- Your goal -
Please return each record exactly as it stands.

/---

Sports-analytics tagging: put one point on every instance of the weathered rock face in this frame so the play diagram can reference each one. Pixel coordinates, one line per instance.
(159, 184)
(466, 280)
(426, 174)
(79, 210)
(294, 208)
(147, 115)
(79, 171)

\---

- Task answer -
Sports-analytics tagging: put one point on every instance of the weathered rock face in this frame so the play diagram can reference each one. Pixel coordinates, one line per instance.
(159, 184)
(466, 280)
(426, 174)
(79, 210)
(294, 208)
(147, 115)
(79, 171)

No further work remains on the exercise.